> [Task instructions]:
a - In the passage describing the three men, copy everything from "One of them" down to "his very person.", swapping "coals" for "embers".
b - Based on the passage describing the three men, decide whether each statement agrees with the text: (i) The third man talked a great deal. (ii) The leader's clothing was very plain. (iii) The stranger asked the three men where they were going. Answer yes or no for each, and quote the words that decide it.
c - In the passage describing the three men, what does the stranger invite the men to do?

> [Selected passage]:
— start —

One of them was a man to attract attention anywhere. He was clearly the
leader of the three. His clothing was very plain, even to severeness. His
face was spare, suggesting a diet as severely plain as his garments. The
abundance of dark hair on head and face brought out sharply the spare,
thoughtful, earnest look of his face. His eyes glowed like coals of living
fire beneath the thick, bushy eyebrows. He talked quietly but intensely.
There was a subdued vigor and force about his very person.
One of the others was a very different type of man. He was intense too,
like the leader, but there was a fineness and a far-looking depth about
his eye such as suggests a gray eye rather than a black. His hair was
softer and finer, and his skin too. In him intensity seemed to blend with
a fine grain in his whole make-up. The third man was a quiet,
matter-of-fact looking fellow. He did not talk much, except to ask an
occasional question. The three men were engaged in earnest conversation,
when a fourth man, a stranger, came down the road and, passing the three
by, went on ahead.
The leader of the three called the attention of his companions to the
stranger. At once they leave his side and go after the stranger. As they
nearly catch up to him, he unexpectedly turns and in a kindly voice asks,
"Whom are you looking for?" Taken aback by the unexpected question, they
do not answer, but ask where he is going. Quickly noticing the point of
their question, he cordially says, "Come over and take tea with me."

— end —

(Coordinate annotation entries)
— start —

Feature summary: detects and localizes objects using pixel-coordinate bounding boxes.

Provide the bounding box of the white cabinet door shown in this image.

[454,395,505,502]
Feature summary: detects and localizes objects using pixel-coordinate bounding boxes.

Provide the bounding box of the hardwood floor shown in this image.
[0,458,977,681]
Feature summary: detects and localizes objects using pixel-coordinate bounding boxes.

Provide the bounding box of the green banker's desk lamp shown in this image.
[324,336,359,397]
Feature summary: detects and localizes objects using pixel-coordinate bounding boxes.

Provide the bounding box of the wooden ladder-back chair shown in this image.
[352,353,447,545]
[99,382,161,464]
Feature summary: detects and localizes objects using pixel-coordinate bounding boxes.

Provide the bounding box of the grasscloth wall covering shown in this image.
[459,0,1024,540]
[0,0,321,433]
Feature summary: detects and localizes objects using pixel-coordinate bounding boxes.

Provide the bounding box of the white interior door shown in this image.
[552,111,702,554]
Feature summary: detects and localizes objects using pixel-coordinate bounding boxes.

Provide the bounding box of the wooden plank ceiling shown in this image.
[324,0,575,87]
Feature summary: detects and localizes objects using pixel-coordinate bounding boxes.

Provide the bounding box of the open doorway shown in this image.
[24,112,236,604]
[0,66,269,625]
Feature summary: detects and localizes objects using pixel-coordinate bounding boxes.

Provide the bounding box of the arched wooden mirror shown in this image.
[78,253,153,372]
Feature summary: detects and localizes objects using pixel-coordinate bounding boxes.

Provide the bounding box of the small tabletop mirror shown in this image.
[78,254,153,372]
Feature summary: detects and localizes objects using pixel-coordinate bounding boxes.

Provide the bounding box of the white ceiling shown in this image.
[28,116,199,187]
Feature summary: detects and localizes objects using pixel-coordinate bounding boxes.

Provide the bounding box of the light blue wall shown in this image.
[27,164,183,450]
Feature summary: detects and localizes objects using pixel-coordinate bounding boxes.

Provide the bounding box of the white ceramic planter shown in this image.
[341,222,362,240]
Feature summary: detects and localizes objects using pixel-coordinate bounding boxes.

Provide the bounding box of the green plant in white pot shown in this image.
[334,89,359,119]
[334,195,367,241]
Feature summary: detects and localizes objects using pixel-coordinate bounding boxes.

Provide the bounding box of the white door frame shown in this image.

— end —

> [Task answers]:
a -
One of them was a man to attract attention anywhere. He was clearly the
leader of the three. His clothing was very plain, even to severeness. His
face was spare, suggesting a diet as severely plain as his garments. The
abundance of dark hair on head and face brought out sharply the spare,
thoughtful, earnest look of his face. His eyes glowed like embers of living
fire beneath the thick, bushy eyebrows. He talked quietly but intensely.
There was a subdued vigor and force about his very person.

b -
(i) No: "He did not talk much, except to ask an occasional question."
(ii) Yes: "His clothing was very plain, even to severeness."
(iii) No: "they do not answer, but ask where he is going."

c - He invites them to come over and take tea with him.